* [CHECK YOUR UNDERSTANDING]:
1. Duplicate the passage of the PRISM article starting at "Traditional inverse reinforcement" and ending at "no variational approximation.".
2. List the surnames of all the authors that the PRISM article credits with proposing the model.

* [SOURCE TEXT]:
Research & Papers

PRISM Model Reveals Hidden Goal Switching in Robots and Animals

New AI method deciphers when and why agents switch intentions mid-task

Deep Dive

Traditional inverse reinforcement learning (IRL) assumes a single stationary reward function, failing to capture goal switching within an episode. Recent multi-intention IRL methods segment trajectories but model intention transitions either as a memoryless Markov chain or through manual state augmentation with a fixed history window—both limited for complex, temporally dependent behaviors. The Probabilistic Recurrent Intention Switching Model (PRISM), proposed by Sheng, Zhu, and Boedecker, replaces these mechanisms with a lightweight recurrent network that dynamically maps the observation history to a per-step intention distribution. The authors prove that the resulting EM objective exactly decomposes into independent per-intention reward subproblems, each solvable in closed form, yielding an O(nK) E-step with no variational approximation.

* [RAW DATA]:
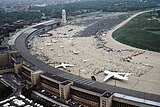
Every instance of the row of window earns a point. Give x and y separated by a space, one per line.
85 102
85 95
50 83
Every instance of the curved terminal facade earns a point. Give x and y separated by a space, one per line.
65 85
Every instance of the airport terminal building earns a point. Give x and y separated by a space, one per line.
67 86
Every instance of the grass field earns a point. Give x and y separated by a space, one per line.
4 91
140 32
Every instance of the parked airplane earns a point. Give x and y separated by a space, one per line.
64 65
116 75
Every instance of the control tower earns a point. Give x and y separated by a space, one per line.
64 17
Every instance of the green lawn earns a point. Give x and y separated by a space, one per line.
141 33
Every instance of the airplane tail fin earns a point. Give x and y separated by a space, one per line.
127 74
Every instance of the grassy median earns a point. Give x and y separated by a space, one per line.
141 32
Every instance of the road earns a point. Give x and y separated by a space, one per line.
11 81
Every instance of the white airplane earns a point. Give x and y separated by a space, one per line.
64 65
116 75
76 52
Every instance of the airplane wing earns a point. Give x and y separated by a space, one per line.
58 66
69 65
120 77
108 77
120 73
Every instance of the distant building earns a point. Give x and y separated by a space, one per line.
64 19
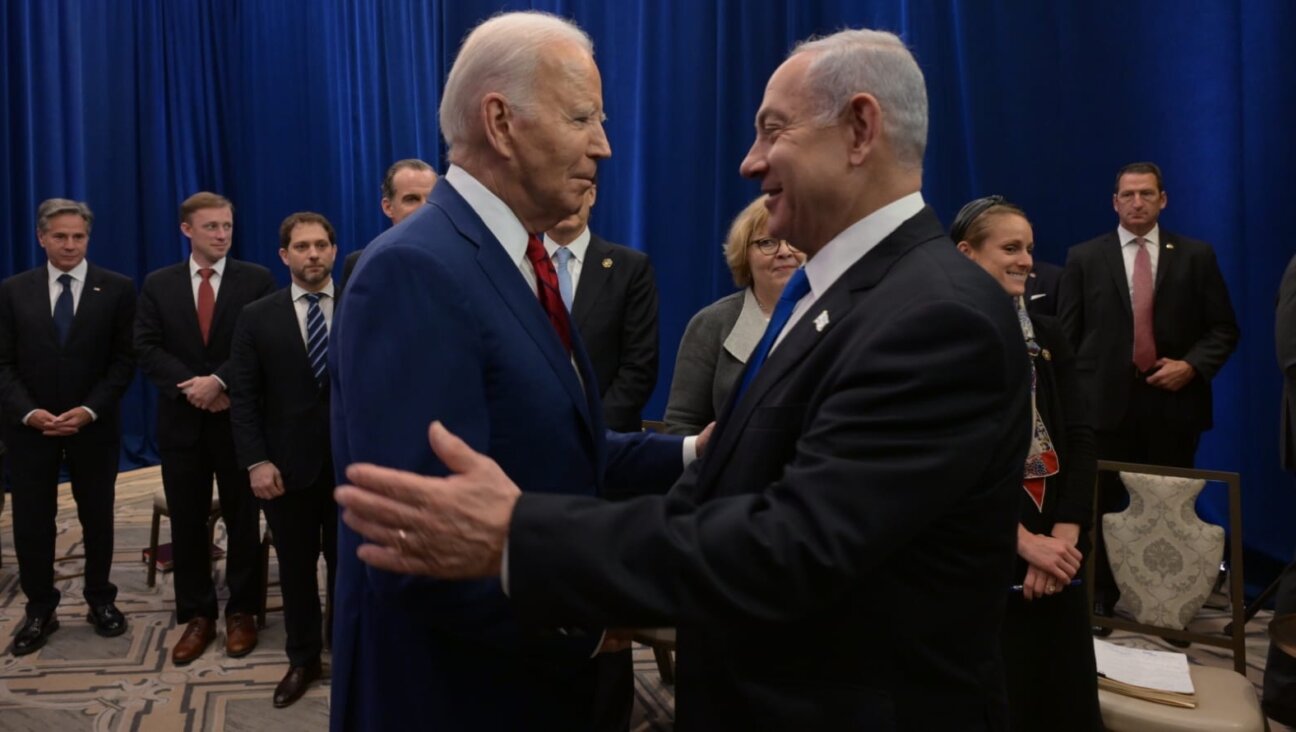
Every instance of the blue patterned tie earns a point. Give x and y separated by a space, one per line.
796 289
564 255
64 308
316 337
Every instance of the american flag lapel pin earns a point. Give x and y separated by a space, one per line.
821 321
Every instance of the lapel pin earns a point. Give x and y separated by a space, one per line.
821 321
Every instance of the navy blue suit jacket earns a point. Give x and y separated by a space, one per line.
439 324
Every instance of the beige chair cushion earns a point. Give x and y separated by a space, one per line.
1226 702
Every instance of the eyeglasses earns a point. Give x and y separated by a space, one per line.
1126 196
770 246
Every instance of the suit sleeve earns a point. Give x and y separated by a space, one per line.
1284 321
1220 327
688 410
160 366
900 442
262 285
636 364
14 399
386 416
246 395
1071 299
109 390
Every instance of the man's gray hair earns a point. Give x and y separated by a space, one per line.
875 62
500 55
51 207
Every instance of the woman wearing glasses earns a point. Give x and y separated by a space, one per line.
719 338
1047 648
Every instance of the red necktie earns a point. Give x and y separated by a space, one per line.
1145 343
206 302
547 279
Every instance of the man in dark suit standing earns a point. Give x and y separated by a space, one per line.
279 412
1150 318
65 362
406 187
841 556
183 331
612 296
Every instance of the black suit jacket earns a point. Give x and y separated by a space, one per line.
91 369
277 411
170 345
840 559
1192 321
616 312
1042 289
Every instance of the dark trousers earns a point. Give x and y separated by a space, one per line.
187 480
1145 435
303 522
34 463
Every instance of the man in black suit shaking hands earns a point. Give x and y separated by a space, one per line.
279 412
183 332
65 362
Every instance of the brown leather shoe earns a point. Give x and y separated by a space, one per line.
197 635
296 682
240 635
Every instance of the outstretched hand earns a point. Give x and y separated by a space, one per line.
452 527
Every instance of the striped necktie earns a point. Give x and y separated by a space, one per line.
316 337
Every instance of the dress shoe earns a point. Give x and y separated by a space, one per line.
33 634
197 635
240 635
108 619
294 683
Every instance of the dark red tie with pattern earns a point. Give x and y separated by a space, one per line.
547 281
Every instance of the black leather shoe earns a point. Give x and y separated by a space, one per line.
296 682
108 619
33 634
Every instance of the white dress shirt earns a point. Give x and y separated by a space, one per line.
846 248
577 248
1129 250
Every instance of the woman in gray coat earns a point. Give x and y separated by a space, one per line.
719 338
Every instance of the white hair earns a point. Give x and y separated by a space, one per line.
876 62
500 55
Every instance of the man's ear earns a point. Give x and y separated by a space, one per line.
865 122
499 123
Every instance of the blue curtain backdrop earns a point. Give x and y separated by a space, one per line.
288 105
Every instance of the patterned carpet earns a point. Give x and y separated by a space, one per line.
84 682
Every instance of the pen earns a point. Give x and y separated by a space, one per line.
1019 588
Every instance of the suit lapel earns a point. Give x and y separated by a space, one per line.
594 275
827 312
1116 266
513 293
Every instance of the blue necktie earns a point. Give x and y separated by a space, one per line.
564 255
64 308
796 289
316 337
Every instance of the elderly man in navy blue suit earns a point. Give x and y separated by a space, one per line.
841 556
455 315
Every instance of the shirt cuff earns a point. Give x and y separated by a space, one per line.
690 450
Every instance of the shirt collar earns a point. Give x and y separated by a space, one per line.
298 292
78 272
857 240
1126 236
577 246
219 267
494 213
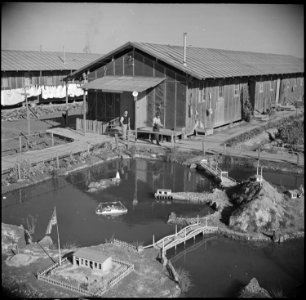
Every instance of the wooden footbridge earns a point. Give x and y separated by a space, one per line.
217 173
186 233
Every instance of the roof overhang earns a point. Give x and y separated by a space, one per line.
119 84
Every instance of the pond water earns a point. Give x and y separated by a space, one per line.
218 266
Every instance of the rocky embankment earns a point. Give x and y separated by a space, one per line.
217 199
254 290
249 211
260 207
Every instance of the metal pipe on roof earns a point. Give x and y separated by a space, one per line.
185 49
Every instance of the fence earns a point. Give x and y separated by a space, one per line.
114 280
124 244
24 143
96 126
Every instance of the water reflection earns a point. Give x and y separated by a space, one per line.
218 266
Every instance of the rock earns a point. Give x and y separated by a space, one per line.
46 241
253 290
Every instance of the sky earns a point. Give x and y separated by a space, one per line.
102 27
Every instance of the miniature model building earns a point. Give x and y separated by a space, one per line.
93 259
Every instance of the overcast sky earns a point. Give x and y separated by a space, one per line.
270 28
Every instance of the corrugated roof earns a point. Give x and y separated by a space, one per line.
17 60
213 63
91 254
123 83
217 63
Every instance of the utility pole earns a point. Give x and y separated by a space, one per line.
135 94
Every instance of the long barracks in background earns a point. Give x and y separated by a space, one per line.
38 68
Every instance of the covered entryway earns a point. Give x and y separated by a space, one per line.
109 96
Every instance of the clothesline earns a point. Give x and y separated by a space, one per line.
15 96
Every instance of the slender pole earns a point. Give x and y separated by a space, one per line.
57 161
59 247
28 115
20 144
84 111
135 99
67 95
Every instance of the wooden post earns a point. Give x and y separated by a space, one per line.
28 114
19 173
116 139
135 99
84 111
57 161
52 140
20 146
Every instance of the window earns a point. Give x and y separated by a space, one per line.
203 93
5 82
236 88
221 90
271 85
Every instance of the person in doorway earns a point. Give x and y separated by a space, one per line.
125 124
156 127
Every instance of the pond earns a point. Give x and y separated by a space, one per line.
217 266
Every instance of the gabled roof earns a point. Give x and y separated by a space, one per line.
17 60
91 253
211 63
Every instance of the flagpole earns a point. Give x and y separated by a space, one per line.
59 247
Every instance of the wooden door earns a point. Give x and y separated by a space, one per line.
142 112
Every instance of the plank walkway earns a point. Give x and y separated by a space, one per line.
186 233
80 143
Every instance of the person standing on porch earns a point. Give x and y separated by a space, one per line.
156 127
125 124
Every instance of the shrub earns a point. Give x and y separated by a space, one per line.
292 132
184 280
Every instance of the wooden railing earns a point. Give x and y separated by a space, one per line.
128 268
124 244
184 234
95 126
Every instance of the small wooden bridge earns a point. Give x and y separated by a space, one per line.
186 233
216 172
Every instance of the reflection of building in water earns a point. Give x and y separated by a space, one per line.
141 169
93 259
181 178
135 200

* [ANSWER SET]:
1.
Traditional inverse reinforcement learning (IRL) assumes a single stationary reward function, failing to capture goal switching within an episode. Recent multi-intention IRL methods segment trajectories but model intention transitions either as a memoryless Markov chain or through manual state augmentation with a fixed history window—both limited for complex, temporally dependent behaviors. The Probabilistic Recurrent Intention Switching Model (PRISM), proposed by Sheng, Zhu, and Boedecker, replaces these mechanisms with a lightweight recurrent network that dynamically maps the observation history to a per-step intention distribution. The authors prove that the resulting EM objective exactly decomposes into independent per-intention reward subproblems, each solvable in closed form, yielding an O(nK) E-step with no variational approximation.

2. Sheng, Zhu, Boedecker